Input material: Begin
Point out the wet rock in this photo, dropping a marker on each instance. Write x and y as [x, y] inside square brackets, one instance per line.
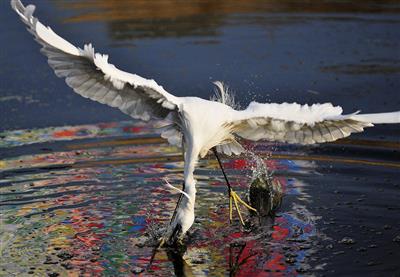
[372, 263]
[290, 260]
[302, 269]
[338, 253]
[137, 270]
[49, 261]
[397, 239]
[347, 241]
[387, 227]
[64, 256]
[67, 266]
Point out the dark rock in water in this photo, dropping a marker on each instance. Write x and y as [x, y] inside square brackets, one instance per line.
[265, 195]
[347, 240]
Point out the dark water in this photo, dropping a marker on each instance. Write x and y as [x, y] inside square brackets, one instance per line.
[82, 199]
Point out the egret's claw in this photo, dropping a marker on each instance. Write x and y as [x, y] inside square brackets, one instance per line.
[237, 200]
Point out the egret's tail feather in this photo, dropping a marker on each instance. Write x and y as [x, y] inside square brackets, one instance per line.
[379, 118]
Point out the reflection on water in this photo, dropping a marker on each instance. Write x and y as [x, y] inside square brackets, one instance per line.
[137, 19]
[86, 200]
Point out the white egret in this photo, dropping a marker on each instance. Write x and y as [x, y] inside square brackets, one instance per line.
[197, 124]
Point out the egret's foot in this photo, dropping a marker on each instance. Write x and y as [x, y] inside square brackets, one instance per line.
[235, 199]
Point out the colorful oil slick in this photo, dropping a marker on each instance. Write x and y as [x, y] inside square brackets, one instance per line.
[85, 201]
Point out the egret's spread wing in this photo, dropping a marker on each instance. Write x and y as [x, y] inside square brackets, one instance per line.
[90, 75]
[296, 123]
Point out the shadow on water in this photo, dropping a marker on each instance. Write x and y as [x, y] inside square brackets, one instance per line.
[88, 199]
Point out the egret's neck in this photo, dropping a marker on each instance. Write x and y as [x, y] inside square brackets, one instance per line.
[191, 157]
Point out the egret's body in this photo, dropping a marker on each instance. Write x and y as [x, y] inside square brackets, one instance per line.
[197, 124]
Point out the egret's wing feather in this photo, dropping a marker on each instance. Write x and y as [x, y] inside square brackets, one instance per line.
[90, 75]
[296, 123]
[230, 148]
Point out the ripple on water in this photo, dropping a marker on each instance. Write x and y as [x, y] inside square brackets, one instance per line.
[88, 203]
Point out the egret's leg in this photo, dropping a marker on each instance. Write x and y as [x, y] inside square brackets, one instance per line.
[233, 196]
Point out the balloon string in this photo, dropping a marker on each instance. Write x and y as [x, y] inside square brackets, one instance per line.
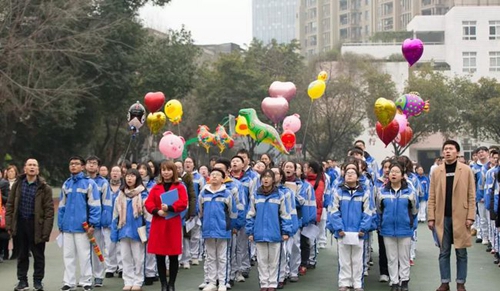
[307, 125]
[128, 147]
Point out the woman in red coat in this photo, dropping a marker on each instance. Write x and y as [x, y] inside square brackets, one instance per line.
[165, 236]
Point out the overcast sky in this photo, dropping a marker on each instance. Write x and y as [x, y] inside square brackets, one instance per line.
[210, 21]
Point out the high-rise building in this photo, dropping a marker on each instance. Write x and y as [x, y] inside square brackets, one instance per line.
[274, 19]
[324, 24]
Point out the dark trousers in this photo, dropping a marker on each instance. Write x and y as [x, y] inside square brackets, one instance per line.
[26, 243]
[173, 268]
[305, 250]
[382, 256]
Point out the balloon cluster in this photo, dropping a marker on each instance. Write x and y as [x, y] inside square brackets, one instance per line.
[393, 117]
[157, 119]
[220, 138]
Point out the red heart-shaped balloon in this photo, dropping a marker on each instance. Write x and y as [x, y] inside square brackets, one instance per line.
[405, 137]
[154, 101]
[388, 133]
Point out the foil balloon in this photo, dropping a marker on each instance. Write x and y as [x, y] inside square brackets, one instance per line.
[316, 89]
[241, 127]
[412, 50]
[154, 101]
[385, 110]
[323, 76]
[171, 145]
[136, 115]
[412, 104]
[286, 90]
[292, 123]
[223, 139]
[275, 108]
[173, 110]
[405, 137]
[288, 139]
[260, 131]
[402, 122]
[156, 121]
[205, 137]
[388, 133]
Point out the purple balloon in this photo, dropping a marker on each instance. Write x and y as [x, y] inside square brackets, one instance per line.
[275, 108]
[412, 50]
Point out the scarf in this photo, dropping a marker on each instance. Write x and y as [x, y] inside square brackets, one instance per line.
[121, 204]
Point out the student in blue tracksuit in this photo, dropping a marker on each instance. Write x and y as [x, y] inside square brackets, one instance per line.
[380, 183]
[79, 202]
[92, 166]
[286, 250]
[113, 256]
[128, 218]
[218, 213]
[350, 215]
[424, 184]
[397, 204]
[268, 224]
[234, 186]
[306, 213]
[241, 171]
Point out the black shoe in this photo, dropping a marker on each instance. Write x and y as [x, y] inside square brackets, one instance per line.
[148, 281]
[38, 285]
[22, 285]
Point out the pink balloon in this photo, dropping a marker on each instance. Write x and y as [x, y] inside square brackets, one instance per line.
[412, 50]
[286, 90]
[275, 108]
[292, 123]
[171, 145]
[402, 121]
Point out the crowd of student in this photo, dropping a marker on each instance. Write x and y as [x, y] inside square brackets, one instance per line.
[151, 219]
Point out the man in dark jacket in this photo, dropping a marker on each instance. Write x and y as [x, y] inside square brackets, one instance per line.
[30, 217]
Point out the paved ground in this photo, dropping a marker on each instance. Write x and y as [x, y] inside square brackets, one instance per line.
[483, 274]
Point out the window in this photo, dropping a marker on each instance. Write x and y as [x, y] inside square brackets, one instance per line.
[469, 29]
[494, 61]
[495, 29]
[469, 62]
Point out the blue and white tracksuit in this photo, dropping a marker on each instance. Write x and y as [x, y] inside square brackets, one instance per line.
[131, 247]
[350, 212]
[195, 242]
[268, 219]
[79, 202]
[113, 258]
[398, 211]
[250, 182]
[218, 212]
[102, 231]
[479, 171]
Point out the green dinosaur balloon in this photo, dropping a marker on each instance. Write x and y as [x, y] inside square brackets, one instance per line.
[260, 131]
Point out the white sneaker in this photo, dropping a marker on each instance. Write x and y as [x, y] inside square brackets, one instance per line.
[210, 287]
[239, 277]
[202, 285]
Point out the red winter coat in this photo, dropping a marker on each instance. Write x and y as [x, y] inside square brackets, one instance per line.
[165, 235]
[318, 192]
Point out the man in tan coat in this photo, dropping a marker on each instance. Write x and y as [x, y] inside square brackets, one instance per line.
[451, 212]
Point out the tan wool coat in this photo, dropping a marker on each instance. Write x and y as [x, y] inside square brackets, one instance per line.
[463, 203]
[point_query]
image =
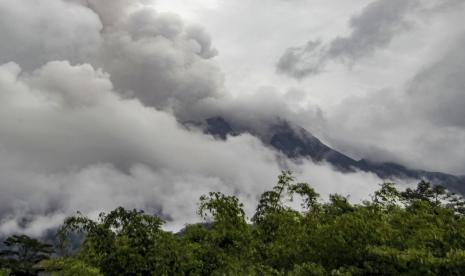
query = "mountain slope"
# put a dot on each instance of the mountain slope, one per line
(296, 142)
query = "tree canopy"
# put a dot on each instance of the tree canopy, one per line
(418, 231)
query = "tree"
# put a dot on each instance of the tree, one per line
(22, 253)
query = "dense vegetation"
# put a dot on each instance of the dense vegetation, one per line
(413, 232)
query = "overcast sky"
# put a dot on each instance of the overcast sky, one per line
(91, 93)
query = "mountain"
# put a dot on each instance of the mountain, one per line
(296, 142)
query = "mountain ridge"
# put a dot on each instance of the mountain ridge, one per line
(296, 142)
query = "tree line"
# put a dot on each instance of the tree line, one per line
(418, 231)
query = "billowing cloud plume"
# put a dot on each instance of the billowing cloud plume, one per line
(70, 142)
(371, 30)
(421, 123)
(152, 56)
(92, 93)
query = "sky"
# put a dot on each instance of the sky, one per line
(92, 93)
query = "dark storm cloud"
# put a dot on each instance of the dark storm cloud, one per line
(89, 110)
(371, 30)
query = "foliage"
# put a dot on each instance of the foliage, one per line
(418, 231)
(22, 253)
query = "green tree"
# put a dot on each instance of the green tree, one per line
(22, 253)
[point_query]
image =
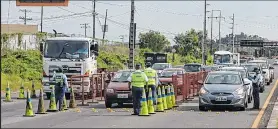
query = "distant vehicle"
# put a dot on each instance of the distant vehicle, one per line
(223, 88)
(265, 66)
(166, 75)
(193, 67)
(118, 90)
(275, 62)
(224, 57)
(250, 67)
(159, 67)
(244, 75)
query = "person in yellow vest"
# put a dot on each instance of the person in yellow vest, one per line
(137, 81)
(152, 82)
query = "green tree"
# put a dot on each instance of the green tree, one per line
(153, 40)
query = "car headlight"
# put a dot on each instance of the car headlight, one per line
(203, 91)
(109, 90)
(239, 91)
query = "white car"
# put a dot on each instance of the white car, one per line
(275, 62)
(244, 75)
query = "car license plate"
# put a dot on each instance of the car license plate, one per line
(221, 99)
(122, 95)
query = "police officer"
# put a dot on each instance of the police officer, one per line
(137, 81)
(256, 88)
(152, 80)
(61, 85)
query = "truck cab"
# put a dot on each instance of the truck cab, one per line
(76, 56)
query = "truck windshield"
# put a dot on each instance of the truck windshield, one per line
(160, 66)
(222, 58)
(66, 49)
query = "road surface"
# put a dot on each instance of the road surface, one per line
(187, 115)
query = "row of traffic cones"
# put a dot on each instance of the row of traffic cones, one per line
(164, 101)
(21, 93)
(52, 105)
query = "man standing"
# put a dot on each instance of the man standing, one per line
(137, 81)
(152, 81)
(256, 88)
(61, 85)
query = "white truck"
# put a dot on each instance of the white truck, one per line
(226, 58)
(76, 56)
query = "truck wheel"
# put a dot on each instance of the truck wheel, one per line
(48, 95)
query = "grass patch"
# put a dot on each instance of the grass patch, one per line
(15, 83)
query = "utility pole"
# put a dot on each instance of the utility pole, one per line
(85, 26)
(233, 27)
(132, 35)
(94, 20)
(104, 27)
(25, 16)
(41, 17)
(204, 33)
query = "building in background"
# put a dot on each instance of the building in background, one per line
(28, 40)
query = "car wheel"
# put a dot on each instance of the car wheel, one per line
(108, 104)
(48, 95)
(202, 108)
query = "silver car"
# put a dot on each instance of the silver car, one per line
(223, 89)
Input material: End
Task:
Nothing but the lines from the one holding "car wheel, one per line" to the end of the entries should be output, each exactly as it appears.

Expected answer:
# put a dot on each instance of the car wheel, one per line
(108, 104)
(48, 95)
(202, 108)
query = "silver car"
# put a dot on each instance of the silver car, one per line
(223, 89)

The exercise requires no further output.